→ Given instruction: Write out every line of the data below as a numbered list, leaving out any blank lines.

* * *

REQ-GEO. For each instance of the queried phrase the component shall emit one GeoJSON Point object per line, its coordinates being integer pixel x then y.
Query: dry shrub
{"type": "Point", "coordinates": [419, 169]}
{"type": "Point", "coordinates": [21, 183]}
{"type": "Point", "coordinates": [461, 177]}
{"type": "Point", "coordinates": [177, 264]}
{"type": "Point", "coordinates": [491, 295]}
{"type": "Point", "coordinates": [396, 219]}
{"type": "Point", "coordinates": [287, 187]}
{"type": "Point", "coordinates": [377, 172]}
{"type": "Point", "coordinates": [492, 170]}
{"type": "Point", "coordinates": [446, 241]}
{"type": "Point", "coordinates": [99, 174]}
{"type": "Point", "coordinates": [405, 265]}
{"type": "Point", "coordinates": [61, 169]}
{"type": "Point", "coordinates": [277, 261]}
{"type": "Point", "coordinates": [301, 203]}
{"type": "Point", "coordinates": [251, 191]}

* * *

→ Reply to the task:
1. REQ-GEO. For each instance of the queried phrase the component shall emit one GeoJSON Point object per line, its coordinates being integer pixel x then y.
2. Query: dry shrub
3. {"type": "Point", "coordinates": [419, 169]}
4. {"type": "Point", "coordinates": [21, 183]}
5. {"type": "Point", "coordinates": [461, 177]}
6. {"type": "Point", "coordinates": [177, 264]}
7. {"type": "Point", "coordinates": [491, 295]}
8. {"type": "Point", "coordinates": [396, 219]}
9. {"type": "Point", "coordinates": [287, 187]}
10. {"type": "Point", "coordinates": [377, 172]}
11. {"type": "Point", "coordinates": [492, 170]}
12. {"type": "Point", "coordinates": [446, 241]}
13. {"type": "Point", "coordinates": [99, 174]}
14. {"type": "Point", "coordinates": [405, 265]}
15. {"type": "Point", "coordinates": [61, 169]}
16. {"type": "Point", "coordinates": [277, 261]}
17. {"type": "Point", "coordinates": [301, 203]}
18. {"type": "Point", "coordinates": [251, 191]}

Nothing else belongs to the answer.